### AIM 1
In the text on the Malkion narrative, where does the version under discussion begin?

### SELECTED EXTRACT
########

The version in question begins in the allegorical Forest of Ontal. Phlia is the abandoned patriarch's foster mother and ultimately the mother of 30 unnamed children undifferentiated except by gender. They aren't caste paragons. They're just people. I doubt ancestor worship along these lineages matters much. IMG they provide a way to talk about the multiplicity and recombinant diversity of the "wareran tribes" who occupy most of the northern continent and spread to other places. Phlia eventually vanishes once the world is populated and Malkion goes looking for her. This particular version of the narrative compresses his search ("far and wide did Malkion wander") so that almost immediately after Phlia disappears he is "beset by the [v]adeli, who were jealous of his stature and wisdom." They then take him (south) into slavery, where in a variation on the Joseph prophetic motif he has a series of dreams that put him in contact with the divine world and help him invent the caste tools.

########

### RECORDS

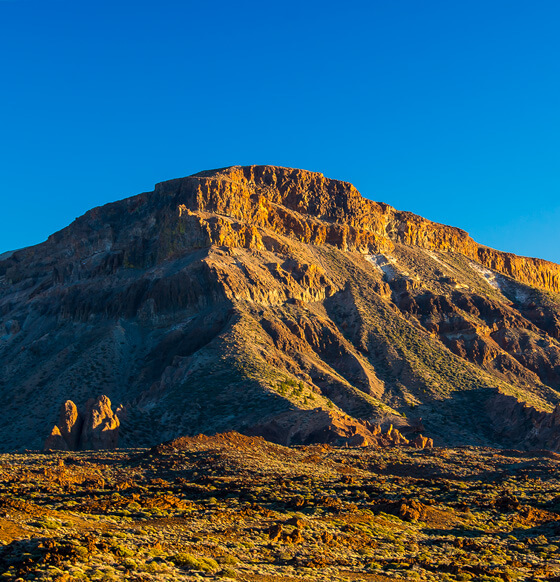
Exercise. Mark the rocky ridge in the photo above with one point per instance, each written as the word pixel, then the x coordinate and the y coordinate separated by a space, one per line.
pixel 253 298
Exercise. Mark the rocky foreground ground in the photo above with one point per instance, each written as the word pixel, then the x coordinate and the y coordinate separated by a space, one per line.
pixel 235 507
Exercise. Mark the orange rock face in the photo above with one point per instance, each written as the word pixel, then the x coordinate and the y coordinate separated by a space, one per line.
pixel 313 209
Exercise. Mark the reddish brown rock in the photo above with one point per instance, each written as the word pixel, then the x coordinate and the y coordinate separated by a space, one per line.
pixel 55 441
pixel 101 425
pixel 70 424
pixel 422 442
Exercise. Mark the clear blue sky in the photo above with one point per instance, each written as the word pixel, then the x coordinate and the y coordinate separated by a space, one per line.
pixel 449 109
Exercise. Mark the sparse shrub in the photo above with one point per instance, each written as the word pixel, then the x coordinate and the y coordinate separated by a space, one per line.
pixel 190 562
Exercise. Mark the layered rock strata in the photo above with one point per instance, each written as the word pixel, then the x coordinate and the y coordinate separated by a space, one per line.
pixel 96 427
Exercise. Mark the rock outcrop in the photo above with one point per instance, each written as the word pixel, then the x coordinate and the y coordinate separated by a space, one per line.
pixel 275 300
pixel 94 428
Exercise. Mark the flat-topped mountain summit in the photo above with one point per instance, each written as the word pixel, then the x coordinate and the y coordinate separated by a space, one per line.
pixel 277 302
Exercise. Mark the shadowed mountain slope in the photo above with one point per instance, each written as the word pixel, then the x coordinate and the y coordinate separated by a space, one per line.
pixel 261 298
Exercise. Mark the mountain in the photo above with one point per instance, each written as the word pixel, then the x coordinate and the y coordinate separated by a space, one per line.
pixel 277 302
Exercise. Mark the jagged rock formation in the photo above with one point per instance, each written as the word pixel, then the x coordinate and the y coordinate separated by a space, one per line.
pixel 239 298
pixel 94 428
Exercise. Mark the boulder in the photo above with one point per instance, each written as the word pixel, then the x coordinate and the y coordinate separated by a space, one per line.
pixel 55 441
pixel 101 425
pixel 70 424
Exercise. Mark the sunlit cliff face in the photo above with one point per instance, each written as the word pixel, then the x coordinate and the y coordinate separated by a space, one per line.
pixel 261 298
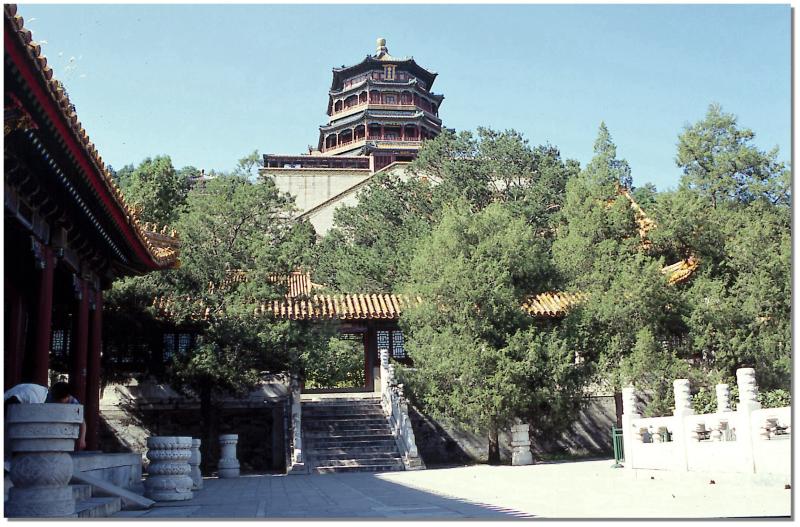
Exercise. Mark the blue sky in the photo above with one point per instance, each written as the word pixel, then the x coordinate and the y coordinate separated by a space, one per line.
pixel 207 84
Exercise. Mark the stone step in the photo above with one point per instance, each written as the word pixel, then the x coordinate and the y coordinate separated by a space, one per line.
pixel 343 412
pixel 361 468
pixel 376 408
pixel 98 507
pixel 81 491
pixel 362 420
pixel 349 455
pixel 358 418
pixel 351 451
pixel 343 432
pixel 357 462
pixel 377 440
pixel 342 400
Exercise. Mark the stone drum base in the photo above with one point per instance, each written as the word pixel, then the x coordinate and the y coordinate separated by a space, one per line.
pixel 168 478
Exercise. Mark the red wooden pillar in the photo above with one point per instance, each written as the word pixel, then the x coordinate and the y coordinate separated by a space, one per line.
pixel 44 318
pixel 15 338
pixel 92 403
pixel 77 374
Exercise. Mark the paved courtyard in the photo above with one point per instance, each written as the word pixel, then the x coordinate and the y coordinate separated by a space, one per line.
pixel 586 489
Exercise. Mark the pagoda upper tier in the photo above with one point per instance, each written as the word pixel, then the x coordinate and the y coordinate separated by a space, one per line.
pixel 382 105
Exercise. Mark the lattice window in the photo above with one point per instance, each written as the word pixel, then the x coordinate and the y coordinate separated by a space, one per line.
pixel 184 342
pixel 60 342
pixel 398 348
pixel 383 340
pixel 169 345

########

### AIM 2
Output as a JSON list of strings the records from the line containing "Exercise. Mark the red wooden" up to and including the final line of the records, one string per line with blank lines left out, and nothing beyond those lines.

### CORRECT OUTPUT 1
In the allegorical Forest of Ontal.

### CORRECT OUTPUT 2
[
  "Exercise. Mark the red wooden pillar in the photo above with one point per instance, each written as the word pixel, then the x coordinate and the y coordinate separated by a space, one per line.",
  "pixel 44 318",
  "pixel 15 338",
  "pixel 92 403",
  "pixel 77 374",
  "Exercise. Mark the paved courtyard in the photo above with one point per instance, each written as the word pixel, then the x coordinate and the y coordinate separated by a space, one per line.",
  "pixel 586 489",
  "Exercise. Mark the pagoda upper tier in the photo above with one point per instance, each written as the word pixel, then the x coordinate and the y coordinate separated by a space, one per line.",
  "pixel 382 105",
  "Exercise. Mark the lattice window in the photo above with one point per instance, each written as the word pixel, then the x coordinate and the y coordinate separated by a space, one per line.",
  "pixel 184 342",
  "pixel 60 342",
  "pixel 398 348",
  "pixel 383 340",
  "pixel 169 345"
]